**Prompt:** Repeat exactly the line that includes "positive clicks: (750, 256)" and all lines after it, ending with the last line of the listing below.

**Records shown:**
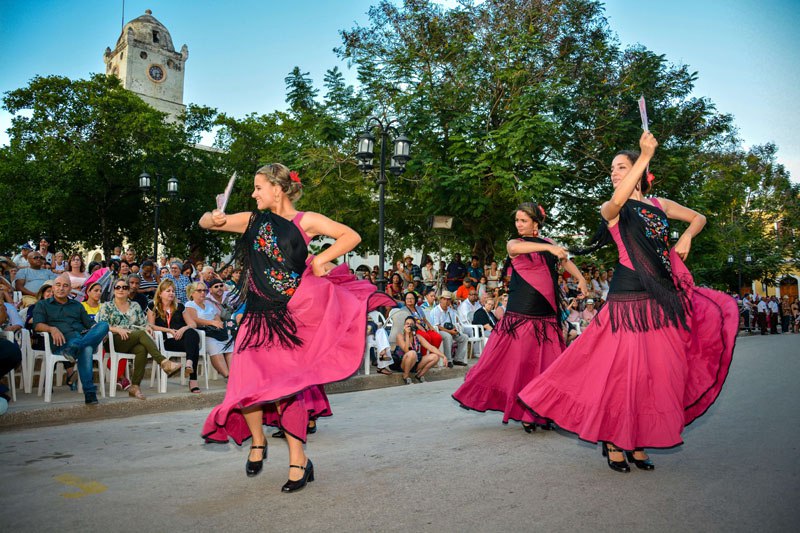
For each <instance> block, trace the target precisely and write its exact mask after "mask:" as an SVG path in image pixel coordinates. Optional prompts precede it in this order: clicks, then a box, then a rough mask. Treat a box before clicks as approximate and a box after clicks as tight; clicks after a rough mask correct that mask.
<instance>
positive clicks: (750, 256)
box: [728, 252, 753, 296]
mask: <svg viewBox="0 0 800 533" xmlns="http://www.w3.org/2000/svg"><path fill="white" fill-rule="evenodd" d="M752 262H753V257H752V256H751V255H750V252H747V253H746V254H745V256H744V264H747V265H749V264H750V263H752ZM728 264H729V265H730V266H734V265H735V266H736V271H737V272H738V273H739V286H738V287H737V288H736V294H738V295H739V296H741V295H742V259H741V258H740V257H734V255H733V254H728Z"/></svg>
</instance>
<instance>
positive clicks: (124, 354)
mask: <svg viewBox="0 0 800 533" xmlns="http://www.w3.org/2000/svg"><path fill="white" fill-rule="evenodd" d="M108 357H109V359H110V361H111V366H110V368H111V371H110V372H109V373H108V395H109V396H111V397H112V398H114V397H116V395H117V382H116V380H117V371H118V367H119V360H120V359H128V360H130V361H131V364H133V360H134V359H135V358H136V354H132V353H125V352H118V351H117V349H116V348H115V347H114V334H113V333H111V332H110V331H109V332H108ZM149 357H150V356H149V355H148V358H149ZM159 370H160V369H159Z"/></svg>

**Solution for this task:**
positive clicks: (750, 256)
box: [728, 252, 753, 296]
mask: <svg viewBox="0 0 800 533" xmlns="http://www.w3.org/2000/svg"><path fill="white" fill-rule="evenodd" d="M752 262H753V257H752V256H751V255H750V252H747V253H746V254H745V256H744V264H747V265H749V264H750V263H752ZM728 264H729V265H730V266H734V265H735V266H736V271H737V272H738V273H739V286H738V287H737V288H736V294H738V295H739V296H741V295H742V259H741V258H740V257H734V255H733V254H728Z"/></svg>
</instance>
<instance>
positive clicks: (124, 354)
mask: <svg viewBox="0 0 800 533" xmlns="http://www.w3.org/2000/svg"><path fill="white" fill-rule="evenodd" d="M108 357H109V359H110V361H111V366H110V368H111V371H110V372H109V373H108V395H109V396H111V397H112V398H114V397H116V395H117V382H116V380H117V371H118V367H119V360H120V359H128V360H130V361H131V364H133V360H134V359H135V358H136V354H132V353H125V352H118V351H117V349H116V348H115V347H114V334H113V333H111V332H110V331H109V332H108ZM149 357H150V356H149V355H148V358H149ZM159 370H160V369H159Z"/></svg>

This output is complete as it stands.